- _Testo di partenza_
Quella che un tempo era la «funzione protettiva dei tassi di cambio», viene ora sempre più spesso utilizzata come un eccessivo dumping valutario (soprattutto da parte dei Paesi dell'Europa dell'Est e dell'Asia orientale, come la Cina, che praticano questo tipo di politica della concorrenza). L'obiettivo non è più quello di proteggere una determinata struttura economica nazionale dalla pressione schiacciante della concorrenza per portarla gradualmente al livello mondiale, ma semplicemente quello di avere la possibilità di vendere qualsiasi cosa sul mercato mondiale e di attirare almeno qualche misero cambio. Con questo presupposto, il processo di saccheggio dell'uomo e della natura viene ora accelerato, sprecando tutto ciò che può ancora essere sprecato. Si potrebbe anche parlare di trasferimento di valore, se non fosse che proprio attraverso la generalizzazione globale di questa politica di "dumping", alla fine viene meno qualsiasi standard oggettivo di valore. Inoltre, il vantaggio per i Paesi che sono al centro del mercato mondiale è solo molto relativo, perché lo standard di produttività da loro imposto adesso compete con altri fornitori apparentemente più produttivi, la cui capacità di competere, tuttavia, non si basa su una maggiore produttività (dovuta alla manodopera a basso costo), ma solo sulla manipolazione delle relazioni. Ciò che sta realmente accadendo è un processo rapido e irreversibile di distruzione del valore globale che mina le fondamenta del sistema globale di produzione delle merci.

(Elementi per identificare i luoghi)
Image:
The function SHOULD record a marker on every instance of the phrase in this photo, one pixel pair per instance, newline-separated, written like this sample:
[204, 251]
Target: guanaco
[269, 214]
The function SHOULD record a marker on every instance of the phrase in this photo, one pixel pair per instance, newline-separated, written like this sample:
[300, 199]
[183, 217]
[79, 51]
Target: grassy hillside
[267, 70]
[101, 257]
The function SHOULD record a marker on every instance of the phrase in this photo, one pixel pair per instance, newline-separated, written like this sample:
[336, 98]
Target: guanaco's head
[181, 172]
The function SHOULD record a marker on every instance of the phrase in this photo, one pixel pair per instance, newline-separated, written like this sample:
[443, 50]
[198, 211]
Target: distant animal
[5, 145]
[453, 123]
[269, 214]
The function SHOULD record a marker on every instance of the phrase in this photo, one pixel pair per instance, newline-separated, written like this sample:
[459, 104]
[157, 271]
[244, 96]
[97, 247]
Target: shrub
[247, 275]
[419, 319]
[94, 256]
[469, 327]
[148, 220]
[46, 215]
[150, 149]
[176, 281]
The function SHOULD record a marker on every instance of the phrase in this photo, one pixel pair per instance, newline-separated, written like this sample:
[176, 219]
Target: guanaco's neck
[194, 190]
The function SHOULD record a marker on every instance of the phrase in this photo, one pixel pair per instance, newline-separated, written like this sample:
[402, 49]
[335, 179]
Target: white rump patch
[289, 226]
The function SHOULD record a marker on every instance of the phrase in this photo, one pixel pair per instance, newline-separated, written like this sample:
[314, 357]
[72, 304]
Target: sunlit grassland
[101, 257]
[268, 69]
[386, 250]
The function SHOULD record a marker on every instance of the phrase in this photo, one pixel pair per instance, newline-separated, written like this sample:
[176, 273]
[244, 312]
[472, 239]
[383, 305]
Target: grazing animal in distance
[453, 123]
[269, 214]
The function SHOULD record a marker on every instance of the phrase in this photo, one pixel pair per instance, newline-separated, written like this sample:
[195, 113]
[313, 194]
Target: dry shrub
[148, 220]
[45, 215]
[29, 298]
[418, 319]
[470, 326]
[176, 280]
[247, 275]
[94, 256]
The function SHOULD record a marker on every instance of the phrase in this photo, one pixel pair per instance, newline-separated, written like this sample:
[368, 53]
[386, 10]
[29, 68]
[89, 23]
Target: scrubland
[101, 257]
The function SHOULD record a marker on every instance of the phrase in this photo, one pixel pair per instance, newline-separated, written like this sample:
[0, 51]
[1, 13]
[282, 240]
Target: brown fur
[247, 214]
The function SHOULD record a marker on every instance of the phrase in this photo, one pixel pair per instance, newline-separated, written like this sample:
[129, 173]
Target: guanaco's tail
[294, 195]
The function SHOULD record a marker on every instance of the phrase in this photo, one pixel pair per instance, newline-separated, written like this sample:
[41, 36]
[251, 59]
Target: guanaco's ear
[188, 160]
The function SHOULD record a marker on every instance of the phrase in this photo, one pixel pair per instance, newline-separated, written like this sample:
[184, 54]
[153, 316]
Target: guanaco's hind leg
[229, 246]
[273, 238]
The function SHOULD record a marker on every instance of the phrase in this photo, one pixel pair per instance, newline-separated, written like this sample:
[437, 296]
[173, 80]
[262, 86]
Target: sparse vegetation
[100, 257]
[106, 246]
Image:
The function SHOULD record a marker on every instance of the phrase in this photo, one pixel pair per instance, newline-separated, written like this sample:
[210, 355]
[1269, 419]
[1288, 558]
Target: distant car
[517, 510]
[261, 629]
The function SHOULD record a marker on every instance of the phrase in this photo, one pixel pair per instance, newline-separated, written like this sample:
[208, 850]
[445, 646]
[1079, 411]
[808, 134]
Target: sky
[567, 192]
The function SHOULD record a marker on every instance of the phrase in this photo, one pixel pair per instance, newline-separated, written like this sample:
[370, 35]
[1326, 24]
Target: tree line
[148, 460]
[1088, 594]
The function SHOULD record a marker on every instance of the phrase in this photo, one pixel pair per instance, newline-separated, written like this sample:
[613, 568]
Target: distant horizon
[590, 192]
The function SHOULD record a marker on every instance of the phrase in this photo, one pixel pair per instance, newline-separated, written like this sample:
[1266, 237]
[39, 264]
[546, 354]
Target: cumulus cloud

- _Consegna A_
Traduci in inglese questa frase del testo sul dumping valutario: «Ciò che sta realmente accadendo è un processo rapido e irreversibile di distruzione del valore globale che mina le fondamenta del sistema globale di produzione delle merci.»
- _Consegna B_
Prosegui il testo sul dumping valutario a partire dalla sua ultima frase.
I dati non hanno alcun ruolo in questo lavoro.

- _Risposta finale A_
What is really happening is a rapid and irreversible process of global value destruction that undermines the foundations of the global system of commodity production.

- _Risposta finale B_
- Norbert Trenkle - Apparso Su Krisis nel 1996 -
NOTA:
[*1] -All'inizio del 1991, ad esempio, ci fu un dibattito su "Konkret" con il titolo Leben wir auf Kosten der Dritten Welt?, in cui Kurt Hübner e Jörg Goldberg si cimentarono con le cifre per dimostrare che "lo sfruttamento del Terzo Mondo non è la fonte della prosperità del Primo Mondo" (Hübner in "Konkret" 2/1991). Un anno dopo, nel suo libro "500 anni di conquista", Winfried Wolf ha mantenuto lo stesso livello (empirico) con un calcolo alternativo che ha prodotto il risultato opposto. Teoricamente, non ha ottenuto un millimetro di vantaggio sui suoi avversari.